■ Instruction
Copy out the final stretch of the listing: the line that contains "of the graphic" and all lines after it, exactly as they appear.

■ Extracted data
— start —

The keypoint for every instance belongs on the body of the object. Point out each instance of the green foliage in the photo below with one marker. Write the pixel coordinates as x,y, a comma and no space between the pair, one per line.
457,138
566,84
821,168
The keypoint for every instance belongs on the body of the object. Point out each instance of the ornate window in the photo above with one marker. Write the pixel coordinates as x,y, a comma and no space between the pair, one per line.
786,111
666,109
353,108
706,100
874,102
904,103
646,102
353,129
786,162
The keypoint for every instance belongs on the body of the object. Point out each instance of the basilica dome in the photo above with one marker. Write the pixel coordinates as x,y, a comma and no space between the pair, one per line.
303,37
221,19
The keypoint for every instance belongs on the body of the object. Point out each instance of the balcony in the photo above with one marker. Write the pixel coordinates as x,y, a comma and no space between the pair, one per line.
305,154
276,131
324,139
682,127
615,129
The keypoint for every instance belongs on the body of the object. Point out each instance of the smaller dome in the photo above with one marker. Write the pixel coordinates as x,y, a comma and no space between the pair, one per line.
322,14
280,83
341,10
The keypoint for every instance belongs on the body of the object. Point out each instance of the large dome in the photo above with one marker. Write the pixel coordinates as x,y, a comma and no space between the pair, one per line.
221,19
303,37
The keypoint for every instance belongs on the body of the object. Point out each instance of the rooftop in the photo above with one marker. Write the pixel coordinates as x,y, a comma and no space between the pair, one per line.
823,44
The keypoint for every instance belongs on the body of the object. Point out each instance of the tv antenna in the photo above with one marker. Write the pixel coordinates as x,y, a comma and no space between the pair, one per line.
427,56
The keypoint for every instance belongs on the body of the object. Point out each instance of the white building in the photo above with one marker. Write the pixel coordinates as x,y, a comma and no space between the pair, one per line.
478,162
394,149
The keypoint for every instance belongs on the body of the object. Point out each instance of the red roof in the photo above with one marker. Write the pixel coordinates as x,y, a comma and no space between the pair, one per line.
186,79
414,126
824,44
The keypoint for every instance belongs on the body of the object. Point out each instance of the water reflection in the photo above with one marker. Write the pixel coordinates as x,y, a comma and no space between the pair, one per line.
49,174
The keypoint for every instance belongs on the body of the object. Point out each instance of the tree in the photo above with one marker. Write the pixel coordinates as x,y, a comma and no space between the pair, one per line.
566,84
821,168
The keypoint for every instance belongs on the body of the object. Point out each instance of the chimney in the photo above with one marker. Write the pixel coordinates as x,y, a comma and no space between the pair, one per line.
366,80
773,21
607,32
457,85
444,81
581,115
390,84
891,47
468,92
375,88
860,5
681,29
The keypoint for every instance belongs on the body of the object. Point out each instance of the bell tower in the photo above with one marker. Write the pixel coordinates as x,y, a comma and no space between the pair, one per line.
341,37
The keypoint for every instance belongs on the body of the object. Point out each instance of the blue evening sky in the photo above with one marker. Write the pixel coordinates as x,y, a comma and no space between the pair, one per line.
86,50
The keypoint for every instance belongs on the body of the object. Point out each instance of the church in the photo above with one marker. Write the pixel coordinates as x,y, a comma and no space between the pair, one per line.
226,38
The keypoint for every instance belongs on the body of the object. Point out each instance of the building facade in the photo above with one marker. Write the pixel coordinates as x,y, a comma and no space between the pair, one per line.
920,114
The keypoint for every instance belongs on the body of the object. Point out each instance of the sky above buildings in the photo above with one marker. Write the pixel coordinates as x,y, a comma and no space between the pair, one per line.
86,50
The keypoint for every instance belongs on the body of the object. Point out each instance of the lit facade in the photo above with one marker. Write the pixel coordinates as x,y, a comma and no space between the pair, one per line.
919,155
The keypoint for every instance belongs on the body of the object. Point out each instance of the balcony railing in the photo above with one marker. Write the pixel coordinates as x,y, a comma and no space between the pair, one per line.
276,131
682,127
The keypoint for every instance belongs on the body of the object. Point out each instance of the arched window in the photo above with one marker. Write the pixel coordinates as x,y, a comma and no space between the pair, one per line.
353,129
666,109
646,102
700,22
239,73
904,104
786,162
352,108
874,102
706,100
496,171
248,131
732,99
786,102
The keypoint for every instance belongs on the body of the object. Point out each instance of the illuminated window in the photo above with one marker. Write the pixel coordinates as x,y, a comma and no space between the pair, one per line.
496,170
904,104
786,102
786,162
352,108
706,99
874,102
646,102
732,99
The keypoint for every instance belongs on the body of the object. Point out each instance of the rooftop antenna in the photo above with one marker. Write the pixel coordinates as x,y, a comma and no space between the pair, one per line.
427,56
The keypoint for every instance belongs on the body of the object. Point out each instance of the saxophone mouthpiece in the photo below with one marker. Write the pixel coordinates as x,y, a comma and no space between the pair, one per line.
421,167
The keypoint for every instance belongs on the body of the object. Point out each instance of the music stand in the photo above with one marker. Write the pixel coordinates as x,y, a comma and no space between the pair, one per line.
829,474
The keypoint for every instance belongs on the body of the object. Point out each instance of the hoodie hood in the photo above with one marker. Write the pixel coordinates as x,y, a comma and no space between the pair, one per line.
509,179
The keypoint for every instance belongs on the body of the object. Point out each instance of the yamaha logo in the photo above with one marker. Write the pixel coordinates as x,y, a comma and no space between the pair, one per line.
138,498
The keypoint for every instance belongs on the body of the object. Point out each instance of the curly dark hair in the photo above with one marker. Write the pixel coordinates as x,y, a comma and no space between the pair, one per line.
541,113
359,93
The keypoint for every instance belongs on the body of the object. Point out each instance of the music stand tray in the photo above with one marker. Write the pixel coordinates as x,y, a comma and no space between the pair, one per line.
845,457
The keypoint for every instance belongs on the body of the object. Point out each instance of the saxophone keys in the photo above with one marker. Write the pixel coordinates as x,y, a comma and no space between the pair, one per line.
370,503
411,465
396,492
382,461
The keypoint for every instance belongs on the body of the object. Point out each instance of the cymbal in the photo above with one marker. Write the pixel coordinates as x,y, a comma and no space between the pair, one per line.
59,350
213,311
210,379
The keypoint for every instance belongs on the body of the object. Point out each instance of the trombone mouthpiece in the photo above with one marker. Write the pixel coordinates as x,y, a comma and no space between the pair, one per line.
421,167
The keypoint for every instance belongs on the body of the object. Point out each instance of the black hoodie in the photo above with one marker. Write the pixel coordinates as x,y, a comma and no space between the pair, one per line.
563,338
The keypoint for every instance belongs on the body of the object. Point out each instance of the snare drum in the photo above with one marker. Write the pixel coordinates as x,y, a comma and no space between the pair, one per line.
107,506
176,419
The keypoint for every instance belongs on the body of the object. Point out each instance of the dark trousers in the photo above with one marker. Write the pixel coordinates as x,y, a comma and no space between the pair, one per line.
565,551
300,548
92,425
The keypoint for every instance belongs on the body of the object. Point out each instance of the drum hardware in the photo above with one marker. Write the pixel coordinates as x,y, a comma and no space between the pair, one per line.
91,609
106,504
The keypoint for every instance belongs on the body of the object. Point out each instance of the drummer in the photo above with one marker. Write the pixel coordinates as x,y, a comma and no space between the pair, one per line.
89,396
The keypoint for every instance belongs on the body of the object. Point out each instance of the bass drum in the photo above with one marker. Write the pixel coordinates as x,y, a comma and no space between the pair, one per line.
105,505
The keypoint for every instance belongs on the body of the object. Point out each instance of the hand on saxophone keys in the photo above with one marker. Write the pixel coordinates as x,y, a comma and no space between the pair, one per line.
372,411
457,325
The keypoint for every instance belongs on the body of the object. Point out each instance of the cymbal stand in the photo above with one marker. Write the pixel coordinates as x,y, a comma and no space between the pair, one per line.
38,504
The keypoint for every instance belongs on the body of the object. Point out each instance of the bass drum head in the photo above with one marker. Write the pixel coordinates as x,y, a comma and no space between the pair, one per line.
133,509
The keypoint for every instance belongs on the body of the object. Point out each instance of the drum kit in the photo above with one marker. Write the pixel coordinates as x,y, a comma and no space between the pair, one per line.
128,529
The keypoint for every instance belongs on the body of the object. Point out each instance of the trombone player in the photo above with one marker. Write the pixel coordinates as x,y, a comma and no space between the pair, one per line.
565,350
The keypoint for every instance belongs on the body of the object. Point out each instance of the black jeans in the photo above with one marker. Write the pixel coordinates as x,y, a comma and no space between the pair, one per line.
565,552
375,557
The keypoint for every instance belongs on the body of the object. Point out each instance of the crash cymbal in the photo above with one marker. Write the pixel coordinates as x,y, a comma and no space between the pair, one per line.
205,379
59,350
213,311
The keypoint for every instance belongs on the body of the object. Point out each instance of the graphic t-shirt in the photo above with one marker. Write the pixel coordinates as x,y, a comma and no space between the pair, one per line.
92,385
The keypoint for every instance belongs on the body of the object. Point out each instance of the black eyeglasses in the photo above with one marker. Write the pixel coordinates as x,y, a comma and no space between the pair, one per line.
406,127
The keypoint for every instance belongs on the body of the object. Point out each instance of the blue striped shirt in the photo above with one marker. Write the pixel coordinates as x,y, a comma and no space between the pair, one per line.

— end —

■ Response to the exercise
The keypoint for every instance belongs on the body of the object. Point out each instance of the graphic t-shirt in the photo above with one marker. Write the pixel coordinates as x,y, a comma and no space between the pair, one per line.
92,385
The keypoint for every instance belongs on the body of the object. Point out each instance of the black eyeglasses in the photo above with one marker. Write the pixel coordinates as x,y, a comma and no space between the pair, one per line.
406,127
The keypoint for every instance belongs on the body of the object. Point out each instance of the blue striped shirt in the photo above with one marker. Write the pixel coordinates as x,y, a comma and no space between the pair, one per line.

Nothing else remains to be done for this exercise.